____ ИСХОДНЫЙ ТЕКСТ
Тоже, между прочим, интересная история. Он может стоять рядом с Марксом, Лениным и Сталиным в одном ряду?
А. Иванов
―
Нет, конечно. Он может стоять рядом с довольно интересными авторами, типа Эволы или ранних работ Эрнеста Юнгера, например, рядом даже с фронтовой литературой, фронтовыми мемуарами и романистикой. Довольно много националистической — не фашистской, а именно националистической — литературы появляется в Германии после Первой мировой войны. И в этом ряду находятся некоторые страницы и Гитлера тоже.
Л. Гулько
―
Смотрите, вот эта SMS, когда у нас на платформе «Тушинской» много лет одна бабуля… Действительно можно вспомнить. Мне кажется, каждый видел, как продают всякую разную хрень — от юдофобской до вообще «всехфобской». И никто ничего, и никак.
А. Иванов
―
И главное — ажиотажа нет, Лев.
Л. Гулько
―
Ажиотажа нет абсолютно.
А. Иванов
―
Не ломятся, не сбивают бабулю с ног, не выхватывают из рук, не суют купюры — нет ажиотажа. И в этом смысле любой запрет может стимулировать не ажиотаж, а повышение интереса, если этот запрет не носит такого превентивного характера. То есть я за то, чтобы действительно какие-то экстремистские вещи были запрещены. И чем конкретнее и у́же список этой запрещённой литературы, тем легче издателю поступать, потому что он знает: что не запрещено, то разрешено. В случае Гитлера аналоги фашистской литературы есть и в России.
Л. Гулько
―
Конечно.
А. Иванов
―
Был русский фашизм и так далее. Насколько я знаю, пока попыток научно-комментировано её издавать просто нет, хотя интерес маргинальный…
Л. Гулько
―
А должны быть?
А. Иванов
―
А почему нет? Слушайте, учёные должны этим заниматься. У учёных нет каких-то выделенных маленьких или больших тем. Если мы хотим понять русскую историю XX века, то нам нужно знать в том числе дико маргинальный и совершенно не столь важный русский фашизм и то, что с ним делать.
Л. Гулько
―
Давайте прервёмся на новости, а затем вернёмся в студию и продолжим разговор. SMS тем временем идут хорошим потоком.НОВОСТИ
Л. Гулько
―
Продолжаем наш разговор в «Культурном шоке»: «Книги не для всех», в частности «Mein Kampf» и подобные книги. Александр Иванов, гендиректор издательского дома «Ad Marginem», и Алексей Бородкин, владелец книжного магазина, бывший директор библиотеки имени Достоевского.Возвращаемся к SMS. «Если взрослый человек, смотревший „Обыкновенный фашизм“, имеет прививку от нацизма, то как быть с неокрепшими душами юношей и девушек?» — спрашивает Дмитрий. Книга рассчитана на кого?
________
____ ПРИВЕДЁННЫЕ СТРОКИ
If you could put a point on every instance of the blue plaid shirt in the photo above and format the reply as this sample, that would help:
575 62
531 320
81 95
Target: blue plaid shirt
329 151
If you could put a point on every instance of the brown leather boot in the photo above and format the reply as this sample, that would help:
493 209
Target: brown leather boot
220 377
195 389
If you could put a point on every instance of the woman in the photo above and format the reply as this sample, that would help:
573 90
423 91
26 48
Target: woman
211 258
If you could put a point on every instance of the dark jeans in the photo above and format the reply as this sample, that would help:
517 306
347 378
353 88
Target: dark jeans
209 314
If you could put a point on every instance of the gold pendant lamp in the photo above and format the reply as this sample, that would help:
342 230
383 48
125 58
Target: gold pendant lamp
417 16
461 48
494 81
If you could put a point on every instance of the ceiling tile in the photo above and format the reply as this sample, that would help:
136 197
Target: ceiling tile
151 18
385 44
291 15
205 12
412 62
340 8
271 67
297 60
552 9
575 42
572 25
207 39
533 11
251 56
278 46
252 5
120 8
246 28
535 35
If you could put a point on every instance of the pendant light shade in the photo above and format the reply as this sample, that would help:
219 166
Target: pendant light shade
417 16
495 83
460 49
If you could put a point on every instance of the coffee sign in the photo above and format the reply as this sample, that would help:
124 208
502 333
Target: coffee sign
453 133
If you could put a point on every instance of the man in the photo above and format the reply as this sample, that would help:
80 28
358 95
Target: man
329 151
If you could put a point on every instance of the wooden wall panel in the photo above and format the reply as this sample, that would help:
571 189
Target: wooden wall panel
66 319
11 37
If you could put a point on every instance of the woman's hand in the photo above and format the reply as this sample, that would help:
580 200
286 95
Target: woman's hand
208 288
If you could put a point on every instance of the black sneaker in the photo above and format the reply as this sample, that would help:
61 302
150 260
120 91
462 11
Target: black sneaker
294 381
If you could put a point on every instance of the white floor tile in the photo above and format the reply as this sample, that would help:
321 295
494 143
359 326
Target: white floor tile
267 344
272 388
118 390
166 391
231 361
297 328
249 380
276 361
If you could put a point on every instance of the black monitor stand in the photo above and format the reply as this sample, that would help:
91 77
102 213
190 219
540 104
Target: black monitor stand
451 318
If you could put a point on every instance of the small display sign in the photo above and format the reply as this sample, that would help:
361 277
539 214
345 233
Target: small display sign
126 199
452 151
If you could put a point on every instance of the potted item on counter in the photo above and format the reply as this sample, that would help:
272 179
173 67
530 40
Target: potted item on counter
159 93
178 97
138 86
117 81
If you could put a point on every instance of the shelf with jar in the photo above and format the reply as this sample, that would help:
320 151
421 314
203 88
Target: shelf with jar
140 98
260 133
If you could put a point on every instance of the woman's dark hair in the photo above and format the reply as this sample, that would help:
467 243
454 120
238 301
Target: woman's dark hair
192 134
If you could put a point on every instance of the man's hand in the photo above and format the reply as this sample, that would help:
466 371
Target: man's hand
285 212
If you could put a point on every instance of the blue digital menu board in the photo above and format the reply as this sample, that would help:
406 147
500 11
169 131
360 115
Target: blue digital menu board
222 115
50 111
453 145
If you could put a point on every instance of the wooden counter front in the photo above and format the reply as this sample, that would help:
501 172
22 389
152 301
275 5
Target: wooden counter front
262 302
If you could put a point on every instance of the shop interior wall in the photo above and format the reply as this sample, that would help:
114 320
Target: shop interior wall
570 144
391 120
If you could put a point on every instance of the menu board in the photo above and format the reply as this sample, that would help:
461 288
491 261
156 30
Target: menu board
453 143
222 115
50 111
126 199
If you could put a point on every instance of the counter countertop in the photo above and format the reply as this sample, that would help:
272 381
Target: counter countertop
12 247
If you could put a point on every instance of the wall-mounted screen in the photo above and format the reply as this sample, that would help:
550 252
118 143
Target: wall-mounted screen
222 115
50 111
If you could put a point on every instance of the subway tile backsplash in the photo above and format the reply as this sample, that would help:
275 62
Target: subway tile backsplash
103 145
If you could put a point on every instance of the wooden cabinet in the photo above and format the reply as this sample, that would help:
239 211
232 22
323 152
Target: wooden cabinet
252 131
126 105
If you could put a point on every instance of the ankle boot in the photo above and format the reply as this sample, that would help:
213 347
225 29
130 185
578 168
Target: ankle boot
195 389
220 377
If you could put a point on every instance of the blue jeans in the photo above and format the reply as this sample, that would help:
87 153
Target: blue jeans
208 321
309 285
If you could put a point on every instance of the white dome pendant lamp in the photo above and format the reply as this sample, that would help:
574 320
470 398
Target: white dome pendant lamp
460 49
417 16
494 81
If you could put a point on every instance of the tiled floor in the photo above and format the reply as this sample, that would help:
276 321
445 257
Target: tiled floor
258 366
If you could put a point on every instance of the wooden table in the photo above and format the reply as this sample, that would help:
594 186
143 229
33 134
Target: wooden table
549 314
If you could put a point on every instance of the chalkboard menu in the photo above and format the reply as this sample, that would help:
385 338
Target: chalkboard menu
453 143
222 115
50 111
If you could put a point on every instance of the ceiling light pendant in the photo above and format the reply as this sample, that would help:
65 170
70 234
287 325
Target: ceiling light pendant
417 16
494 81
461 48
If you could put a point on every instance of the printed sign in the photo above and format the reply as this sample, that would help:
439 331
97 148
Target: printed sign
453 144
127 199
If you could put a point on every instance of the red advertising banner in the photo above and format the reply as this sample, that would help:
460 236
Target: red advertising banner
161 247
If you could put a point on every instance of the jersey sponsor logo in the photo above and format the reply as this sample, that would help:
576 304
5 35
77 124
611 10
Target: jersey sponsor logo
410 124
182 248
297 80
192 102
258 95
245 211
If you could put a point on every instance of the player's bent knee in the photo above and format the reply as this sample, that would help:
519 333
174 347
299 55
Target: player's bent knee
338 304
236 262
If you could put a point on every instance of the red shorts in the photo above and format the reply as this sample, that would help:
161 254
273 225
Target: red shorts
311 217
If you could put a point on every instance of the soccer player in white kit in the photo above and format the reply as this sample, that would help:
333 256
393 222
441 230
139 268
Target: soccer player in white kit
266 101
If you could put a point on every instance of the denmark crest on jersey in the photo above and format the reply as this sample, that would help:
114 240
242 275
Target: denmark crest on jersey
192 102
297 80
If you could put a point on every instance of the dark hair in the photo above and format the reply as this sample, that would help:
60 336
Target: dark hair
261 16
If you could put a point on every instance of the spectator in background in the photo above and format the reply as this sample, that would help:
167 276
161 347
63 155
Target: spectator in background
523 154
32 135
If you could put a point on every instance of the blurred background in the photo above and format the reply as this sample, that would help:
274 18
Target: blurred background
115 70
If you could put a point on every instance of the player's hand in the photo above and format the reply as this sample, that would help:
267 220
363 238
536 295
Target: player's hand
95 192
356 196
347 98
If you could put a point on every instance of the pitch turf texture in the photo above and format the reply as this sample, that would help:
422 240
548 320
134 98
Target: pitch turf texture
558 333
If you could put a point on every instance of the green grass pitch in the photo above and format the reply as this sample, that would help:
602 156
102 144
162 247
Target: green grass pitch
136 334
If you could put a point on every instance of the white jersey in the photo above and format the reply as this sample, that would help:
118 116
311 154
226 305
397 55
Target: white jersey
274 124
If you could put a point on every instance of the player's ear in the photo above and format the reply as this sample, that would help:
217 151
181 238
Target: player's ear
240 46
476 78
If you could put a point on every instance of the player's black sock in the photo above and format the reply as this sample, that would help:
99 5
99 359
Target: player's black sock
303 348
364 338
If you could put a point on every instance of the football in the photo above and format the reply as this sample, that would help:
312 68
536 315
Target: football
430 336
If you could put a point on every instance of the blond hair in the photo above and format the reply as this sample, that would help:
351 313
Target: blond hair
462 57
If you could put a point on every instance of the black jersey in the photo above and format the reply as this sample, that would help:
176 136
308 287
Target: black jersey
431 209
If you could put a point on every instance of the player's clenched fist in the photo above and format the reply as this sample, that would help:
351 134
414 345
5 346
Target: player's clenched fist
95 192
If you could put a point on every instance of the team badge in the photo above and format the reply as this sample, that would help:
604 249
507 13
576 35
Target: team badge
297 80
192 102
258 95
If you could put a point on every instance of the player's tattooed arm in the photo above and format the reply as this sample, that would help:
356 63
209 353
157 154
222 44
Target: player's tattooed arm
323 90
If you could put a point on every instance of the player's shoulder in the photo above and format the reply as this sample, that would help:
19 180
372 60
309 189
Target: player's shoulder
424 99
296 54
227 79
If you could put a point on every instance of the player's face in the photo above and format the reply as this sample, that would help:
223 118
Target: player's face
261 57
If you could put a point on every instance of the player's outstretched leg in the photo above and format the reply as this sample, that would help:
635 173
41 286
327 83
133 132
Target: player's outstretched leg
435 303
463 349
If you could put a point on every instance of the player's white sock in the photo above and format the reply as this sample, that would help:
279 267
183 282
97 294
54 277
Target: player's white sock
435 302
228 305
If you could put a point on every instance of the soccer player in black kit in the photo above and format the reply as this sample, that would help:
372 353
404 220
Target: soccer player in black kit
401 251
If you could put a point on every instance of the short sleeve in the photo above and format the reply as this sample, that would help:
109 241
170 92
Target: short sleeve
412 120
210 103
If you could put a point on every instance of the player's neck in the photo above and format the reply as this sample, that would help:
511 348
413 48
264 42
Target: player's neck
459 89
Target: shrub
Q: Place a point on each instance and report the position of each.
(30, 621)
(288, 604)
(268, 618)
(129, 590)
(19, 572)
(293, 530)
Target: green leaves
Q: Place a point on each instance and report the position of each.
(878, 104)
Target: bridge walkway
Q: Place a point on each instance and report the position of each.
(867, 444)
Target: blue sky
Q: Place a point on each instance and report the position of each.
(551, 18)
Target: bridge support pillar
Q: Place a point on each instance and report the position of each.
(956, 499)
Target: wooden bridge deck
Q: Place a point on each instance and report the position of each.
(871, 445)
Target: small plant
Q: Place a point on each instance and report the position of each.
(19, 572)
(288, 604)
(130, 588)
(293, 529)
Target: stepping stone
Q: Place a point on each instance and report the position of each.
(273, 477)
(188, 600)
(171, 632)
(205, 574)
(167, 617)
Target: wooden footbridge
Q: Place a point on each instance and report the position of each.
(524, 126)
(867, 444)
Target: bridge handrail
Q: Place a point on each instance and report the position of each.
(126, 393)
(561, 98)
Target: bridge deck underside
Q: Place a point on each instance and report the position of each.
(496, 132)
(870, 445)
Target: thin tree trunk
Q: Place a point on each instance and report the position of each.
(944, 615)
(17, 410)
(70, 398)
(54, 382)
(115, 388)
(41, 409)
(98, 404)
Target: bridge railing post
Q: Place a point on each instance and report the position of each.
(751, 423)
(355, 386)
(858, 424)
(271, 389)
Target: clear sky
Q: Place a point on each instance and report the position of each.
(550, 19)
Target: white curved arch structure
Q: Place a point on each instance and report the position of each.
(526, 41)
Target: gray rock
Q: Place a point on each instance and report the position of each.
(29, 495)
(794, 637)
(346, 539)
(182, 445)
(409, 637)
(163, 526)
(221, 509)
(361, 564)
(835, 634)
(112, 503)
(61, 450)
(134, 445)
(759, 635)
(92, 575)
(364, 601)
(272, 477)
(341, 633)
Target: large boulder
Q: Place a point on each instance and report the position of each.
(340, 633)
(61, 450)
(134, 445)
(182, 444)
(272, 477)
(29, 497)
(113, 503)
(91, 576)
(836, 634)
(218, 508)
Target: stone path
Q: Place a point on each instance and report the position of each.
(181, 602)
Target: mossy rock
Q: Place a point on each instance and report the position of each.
________
▶ [ЗАДАНИЯ]
1. Какую должность занимает Александр Иванов, согласно радиоразговору о книге «Mein Kampf»?
2. Продолжите радиоразговор о «Mein Kampf» и подобных книгах после его последней реплики.

▶ [ОТВЕТЫ ПО ЗАДАНИЯМ]
1. Он генеральный директор издательского дома «Ad Marginem».

2.
А. Бородкин
―
На академическое сообщество.
Л. Гулько
―
Дальше академическое сообщество будет нести вечное, доброе, разумное в массы?
А. Иванов
―
Необязательно.
Л. Гулько
―
Какой алгоритм?
А. Иванов
―
Академическое сообщество с этим работает, невзирая на массы. Просто у него есть свои корпоративные задачи — работать с любыми текстами культуры, сколь радикальными они бы ни были. Теперь мы будем иметь некий научный аппарат, который выяснит все источники всех смыслов в этой книге: откуда тот или иной миф берётся, откуда то или иное место и так далее — fact and name checking будет сделано. Дальше, например, для целей…
Л. Гулько
―
Например, школьная программа.
А. Иванов
―
Для целей школьной программы может быть использована какая-то информация, добытая учёными при анализе этой книги. Что-то будет подтверждено — какой-то факт или какая-то линии биографии, например, немецкой радикальной мысли или радикального политического движения и так далее.
А. Бородкин
―
Но она и так вроде бы как используется, только без должных комментариев, в том же школьном учебнике истории.
А. Иванов
―
Я просто хочу вернуться к теме, Лев, что «неокрепшее молодое сознание, прочтя эту книгу…». Неокрепшее молодое сознание, скорее увидевшее на улице какое-то хамское обращение с таджиком или киргизом, — вот где оно встречается с первыми явлениями ксенофобиями, а не прочтя какую-то книгу. Будем откровенны, книга — это очень консервативный медиум. Для того чтобы читать книгу без картинок, вот такую, нужно иметь какое-то образование и какую-то уже осознанную цель, нужно быть не совсем наивным.
Л. Гулько
―
Как пишут многие эксперты, читать её просто невозможно, скучно.
А. Иванов
―
А вот увидеть что-то на улице, услышать какое-то оскорбительное слово в адрес человека с другим цветом глаз, кожи и так далее — вот это скорее опыт негативного плана. Если он накладывается на опыт систематического чтения такого рода книга, тогда мы имеем уже серьёзную опасность.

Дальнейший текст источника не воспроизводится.